[START OF DATA PROVIDED]
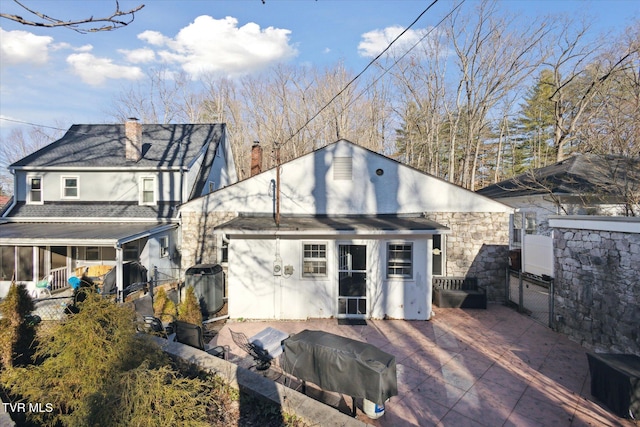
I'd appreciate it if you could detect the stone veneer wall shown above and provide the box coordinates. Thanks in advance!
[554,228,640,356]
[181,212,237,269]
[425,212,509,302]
[END OF DATA PROVIDED]
[START OF DATA PROVIDED]
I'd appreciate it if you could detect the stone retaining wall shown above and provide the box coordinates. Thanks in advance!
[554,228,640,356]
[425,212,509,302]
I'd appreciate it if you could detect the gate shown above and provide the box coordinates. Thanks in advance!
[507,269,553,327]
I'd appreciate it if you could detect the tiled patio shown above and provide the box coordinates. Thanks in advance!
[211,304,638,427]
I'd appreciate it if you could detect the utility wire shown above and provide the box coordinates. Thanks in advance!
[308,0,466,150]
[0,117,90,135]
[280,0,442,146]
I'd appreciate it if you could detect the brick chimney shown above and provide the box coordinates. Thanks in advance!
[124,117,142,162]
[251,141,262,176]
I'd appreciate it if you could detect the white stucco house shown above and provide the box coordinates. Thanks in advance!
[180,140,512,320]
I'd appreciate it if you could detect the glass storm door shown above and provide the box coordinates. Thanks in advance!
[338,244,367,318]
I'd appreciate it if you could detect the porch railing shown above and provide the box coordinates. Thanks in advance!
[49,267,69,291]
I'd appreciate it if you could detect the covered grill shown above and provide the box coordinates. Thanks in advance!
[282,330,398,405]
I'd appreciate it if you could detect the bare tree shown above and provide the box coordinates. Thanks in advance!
[END OF DATA PROVIDED]
[START OF DATA PROVIDED]
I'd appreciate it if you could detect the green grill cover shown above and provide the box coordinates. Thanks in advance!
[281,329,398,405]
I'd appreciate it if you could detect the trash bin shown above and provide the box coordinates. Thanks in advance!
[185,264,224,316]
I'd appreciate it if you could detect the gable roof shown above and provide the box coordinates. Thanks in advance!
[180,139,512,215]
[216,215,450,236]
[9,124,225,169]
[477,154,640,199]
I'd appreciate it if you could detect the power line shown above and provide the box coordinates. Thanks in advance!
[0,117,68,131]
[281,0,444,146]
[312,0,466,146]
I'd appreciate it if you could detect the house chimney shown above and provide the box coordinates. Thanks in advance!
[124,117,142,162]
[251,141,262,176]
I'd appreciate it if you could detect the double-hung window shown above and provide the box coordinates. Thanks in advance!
[END OF DATA PROVIDED]
GIVEN TASK ::
Convert the part of the records that opens with the line containing "I'd appreciate it if you could detect the gable" and closes with the line containing "I'd appreciate it if you could detect the double-hung", both included, into a JSON list of strings with one string per line and blank lines omitted.

OUTPUT FOR THIS TASK ::
[
  "I'd appreciate it if you could detect the gable roof shown above and provide the box coordinates. Thanks in advance!",
  "[180,139,512,215]",
  "[216,215,450,236]",
  "[9,124,225,169]",
  "[477,154,640,199]",
  "I'd appreciate it if you could detect the power line shown above and provide the box coordinates. Thanks in advance!",
  "[0,117,68,131]",
  "[281,0,444,146]",
  "[312,0,466,146]",
  "I'd appreciate it if you could detect the house chimney shown above and provide the box coordinates. Thanks in advance!",
  "[124,117,142,162]",
  "[251,141,262,176]",
  "I'd appreciate it if you could detect the double-hung window shown above and provide the box coordinates. Thanks in advance!"
]